What is expected:
Gather all lines in the entries that include the word "measured".
──────── Entries supplied ────────
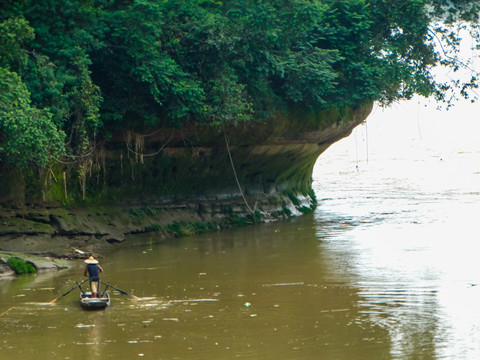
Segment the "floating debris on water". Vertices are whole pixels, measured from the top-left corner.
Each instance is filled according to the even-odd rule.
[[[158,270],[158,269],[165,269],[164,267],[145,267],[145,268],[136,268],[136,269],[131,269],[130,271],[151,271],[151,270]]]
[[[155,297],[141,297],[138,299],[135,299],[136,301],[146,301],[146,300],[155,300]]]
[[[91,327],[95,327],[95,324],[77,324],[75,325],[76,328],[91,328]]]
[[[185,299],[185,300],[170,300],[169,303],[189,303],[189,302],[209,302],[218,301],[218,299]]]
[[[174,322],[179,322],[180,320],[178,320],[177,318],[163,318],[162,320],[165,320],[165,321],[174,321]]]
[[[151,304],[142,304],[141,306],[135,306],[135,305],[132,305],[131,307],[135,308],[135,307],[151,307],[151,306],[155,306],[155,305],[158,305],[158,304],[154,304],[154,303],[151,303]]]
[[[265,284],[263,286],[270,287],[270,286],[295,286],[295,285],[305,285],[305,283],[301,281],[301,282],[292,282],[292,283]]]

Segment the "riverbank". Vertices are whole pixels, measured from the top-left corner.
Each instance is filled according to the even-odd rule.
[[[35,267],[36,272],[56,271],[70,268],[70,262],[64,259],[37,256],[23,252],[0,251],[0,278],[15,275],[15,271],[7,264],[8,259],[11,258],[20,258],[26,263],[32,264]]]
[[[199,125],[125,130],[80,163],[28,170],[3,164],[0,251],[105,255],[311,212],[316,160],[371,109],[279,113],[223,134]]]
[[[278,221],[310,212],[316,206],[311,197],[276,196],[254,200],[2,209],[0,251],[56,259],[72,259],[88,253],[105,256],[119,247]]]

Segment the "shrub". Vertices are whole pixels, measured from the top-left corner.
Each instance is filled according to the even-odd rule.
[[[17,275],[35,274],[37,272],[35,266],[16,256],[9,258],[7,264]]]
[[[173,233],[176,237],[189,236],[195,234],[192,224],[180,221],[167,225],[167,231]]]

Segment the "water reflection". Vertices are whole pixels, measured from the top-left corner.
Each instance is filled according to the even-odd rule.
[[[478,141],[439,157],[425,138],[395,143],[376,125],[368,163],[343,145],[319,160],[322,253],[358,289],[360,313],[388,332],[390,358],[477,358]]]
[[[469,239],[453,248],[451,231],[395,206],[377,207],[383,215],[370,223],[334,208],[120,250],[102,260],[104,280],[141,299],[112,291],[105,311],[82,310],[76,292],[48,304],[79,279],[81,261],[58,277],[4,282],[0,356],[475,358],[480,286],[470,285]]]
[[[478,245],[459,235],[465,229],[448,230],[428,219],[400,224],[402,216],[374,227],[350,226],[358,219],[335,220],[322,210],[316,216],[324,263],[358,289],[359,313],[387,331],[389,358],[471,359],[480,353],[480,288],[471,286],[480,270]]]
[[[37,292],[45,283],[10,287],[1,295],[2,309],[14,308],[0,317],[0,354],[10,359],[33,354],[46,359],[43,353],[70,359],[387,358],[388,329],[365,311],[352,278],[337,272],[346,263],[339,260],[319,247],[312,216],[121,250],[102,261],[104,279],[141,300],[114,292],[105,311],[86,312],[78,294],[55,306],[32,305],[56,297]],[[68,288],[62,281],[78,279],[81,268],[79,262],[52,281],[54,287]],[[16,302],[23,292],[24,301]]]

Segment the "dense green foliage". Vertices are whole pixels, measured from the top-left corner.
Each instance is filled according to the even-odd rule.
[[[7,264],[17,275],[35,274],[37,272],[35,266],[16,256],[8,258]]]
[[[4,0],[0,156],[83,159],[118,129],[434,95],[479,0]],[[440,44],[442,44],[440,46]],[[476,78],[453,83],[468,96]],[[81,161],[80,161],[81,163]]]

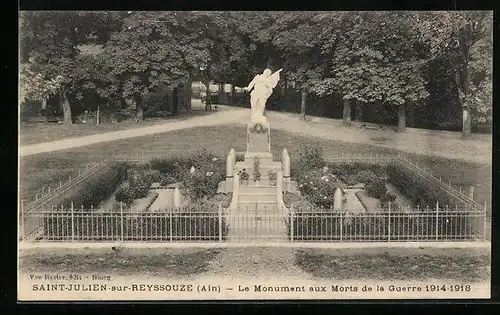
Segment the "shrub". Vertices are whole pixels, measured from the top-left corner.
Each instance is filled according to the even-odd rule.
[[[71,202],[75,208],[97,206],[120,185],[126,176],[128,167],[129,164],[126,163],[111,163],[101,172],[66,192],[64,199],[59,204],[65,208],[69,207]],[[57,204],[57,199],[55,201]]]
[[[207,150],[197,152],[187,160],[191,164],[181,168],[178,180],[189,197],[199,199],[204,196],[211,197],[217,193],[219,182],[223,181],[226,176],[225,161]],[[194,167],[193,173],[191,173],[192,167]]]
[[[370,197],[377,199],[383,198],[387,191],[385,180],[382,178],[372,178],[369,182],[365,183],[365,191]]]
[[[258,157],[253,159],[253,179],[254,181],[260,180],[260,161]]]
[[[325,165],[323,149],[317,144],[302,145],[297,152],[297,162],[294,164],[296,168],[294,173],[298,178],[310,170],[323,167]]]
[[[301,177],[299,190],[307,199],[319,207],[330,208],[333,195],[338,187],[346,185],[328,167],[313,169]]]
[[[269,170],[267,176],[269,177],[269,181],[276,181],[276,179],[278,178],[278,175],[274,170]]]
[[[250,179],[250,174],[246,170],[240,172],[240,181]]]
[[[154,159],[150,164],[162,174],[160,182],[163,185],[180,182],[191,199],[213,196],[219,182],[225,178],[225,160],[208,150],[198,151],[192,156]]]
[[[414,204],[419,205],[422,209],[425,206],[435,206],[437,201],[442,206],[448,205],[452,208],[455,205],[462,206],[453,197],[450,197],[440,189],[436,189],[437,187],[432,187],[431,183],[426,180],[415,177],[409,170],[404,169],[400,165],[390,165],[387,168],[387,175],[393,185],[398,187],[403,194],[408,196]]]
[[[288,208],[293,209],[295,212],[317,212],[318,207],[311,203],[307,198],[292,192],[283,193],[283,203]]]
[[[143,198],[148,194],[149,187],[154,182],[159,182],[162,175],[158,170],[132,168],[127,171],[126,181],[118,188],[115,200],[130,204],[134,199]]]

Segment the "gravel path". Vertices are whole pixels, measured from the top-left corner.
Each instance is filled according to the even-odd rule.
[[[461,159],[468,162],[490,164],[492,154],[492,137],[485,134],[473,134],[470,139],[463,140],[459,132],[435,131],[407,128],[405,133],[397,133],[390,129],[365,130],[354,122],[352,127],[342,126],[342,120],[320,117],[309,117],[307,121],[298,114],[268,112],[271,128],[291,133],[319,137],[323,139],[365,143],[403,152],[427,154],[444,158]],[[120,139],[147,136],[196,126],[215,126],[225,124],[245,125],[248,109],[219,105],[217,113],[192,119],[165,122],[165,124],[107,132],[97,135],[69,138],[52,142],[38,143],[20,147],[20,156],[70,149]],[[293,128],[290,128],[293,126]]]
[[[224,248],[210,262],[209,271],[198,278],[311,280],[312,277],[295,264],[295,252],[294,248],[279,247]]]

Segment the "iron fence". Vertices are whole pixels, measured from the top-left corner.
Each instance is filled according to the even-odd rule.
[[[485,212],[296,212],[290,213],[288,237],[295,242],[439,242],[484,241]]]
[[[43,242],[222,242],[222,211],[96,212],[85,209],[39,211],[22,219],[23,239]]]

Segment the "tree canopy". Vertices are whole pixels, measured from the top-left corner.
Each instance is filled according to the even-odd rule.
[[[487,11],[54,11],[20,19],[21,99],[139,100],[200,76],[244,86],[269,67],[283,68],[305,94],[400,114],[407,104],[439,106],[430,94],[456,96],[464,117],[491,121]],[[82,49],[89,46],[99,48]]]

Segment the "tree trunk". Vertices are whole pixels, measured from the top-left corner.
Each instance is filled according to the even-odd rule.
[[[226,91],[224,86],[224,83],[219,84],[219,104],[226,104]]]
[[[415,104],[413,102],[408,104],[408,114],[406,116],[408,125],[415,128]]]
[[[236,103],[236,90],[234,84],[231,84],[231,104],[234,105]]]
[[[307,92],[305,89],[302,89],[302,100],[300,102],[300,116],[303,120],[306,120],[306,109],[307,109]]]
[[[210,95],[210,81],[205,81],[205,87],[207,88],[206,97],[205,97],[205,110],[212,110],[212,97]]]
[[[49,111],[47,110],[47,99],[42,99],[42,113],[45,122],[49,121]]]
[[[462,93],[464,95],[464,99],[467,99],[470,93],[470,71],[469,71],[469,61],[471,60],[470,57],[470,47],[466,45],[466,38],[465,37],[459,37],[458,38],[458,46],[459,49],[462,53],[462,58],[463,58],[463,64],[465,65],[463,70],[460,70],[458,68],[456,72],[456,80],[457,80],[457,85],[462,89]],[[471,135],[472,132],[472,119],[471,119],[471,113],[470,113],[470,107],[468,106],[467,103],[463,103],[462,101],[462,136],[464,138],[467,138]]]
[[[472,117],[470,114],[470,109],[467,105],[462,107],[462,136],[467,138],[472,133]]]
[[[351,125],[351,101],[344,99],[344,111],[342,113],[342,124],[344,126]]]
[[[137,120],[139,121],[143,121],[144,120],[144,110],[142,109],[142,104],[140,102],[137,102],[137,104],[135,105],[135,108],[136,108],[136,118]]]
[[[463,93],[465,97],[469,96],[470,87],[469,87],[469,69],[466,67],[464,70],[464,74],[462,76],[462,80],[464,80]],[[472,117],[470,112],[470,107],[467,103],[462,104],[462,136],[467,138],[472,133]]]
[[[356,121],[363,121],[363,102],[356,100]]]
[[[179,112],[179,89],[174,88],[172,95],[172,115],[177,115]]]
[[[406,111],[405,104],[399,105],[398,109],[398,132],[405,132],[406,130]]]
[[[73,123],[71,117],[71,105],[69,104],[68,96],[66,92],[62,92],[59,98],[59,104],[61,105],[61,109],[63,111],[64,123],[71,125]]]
────────
Problem solution:
Segment the "floating debris on water". Vertices are whole pixels, measured from the top-left corner.
Segment the "riverbank". Vertices are whole pixels, measured from the top-left corner.
Segment the "shrub". Vertices are whole pixels, measured from the top-left corner.
Segment the "water reflection". Vertices are whole pixels, measured from the top-left corner.
Segment the "dense green foliage". Vertices are whole pixels, measured from the top-left corner.
Segment the "shrub". Vertices are whole pixels, measured from the top-left corner.
Segment the "gravel path". Vertices are whole pixels, measured from the top-left corner.
Segment the "iron fence". Vertices are whole pixels, measured from the top-left corner.
Segment the "tree canopy". Vertices are whole pixels, measured from the top-left corner.
Segment the "tree trunk". Vertices are whole pixels, measured from the top-left corner.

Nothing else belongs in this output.